- _Goal of the exercise_: Exactly as written, retype the listing below, omitting the pictures.

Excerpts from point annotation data
▼

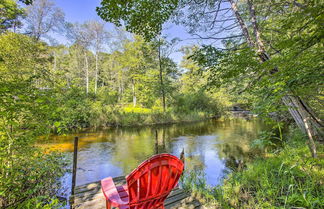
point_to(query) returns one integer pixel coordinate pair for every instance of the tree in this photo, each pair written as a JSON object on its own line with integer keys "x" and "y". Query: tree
{"x": 98, "y": 36}
{"x": 43, "y": 17}
{"x": 24, "y": 112}
{"x": 238, "y": 25}
{"x": 10, "y": 14}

▲

- _Written answer_:
point_to(query) returns one integer pixel coordinate pair for every instance of the tree in this photo, each pair written as a JSON object on its own line with integer keys "x" and "y". Query: tree
{"x": 98, "y": 36}
{"x": 43, "y": 17}
{"x": 24, "y": 112}
{"x": 238, "y": 25}
{"x": 10, "y": 14}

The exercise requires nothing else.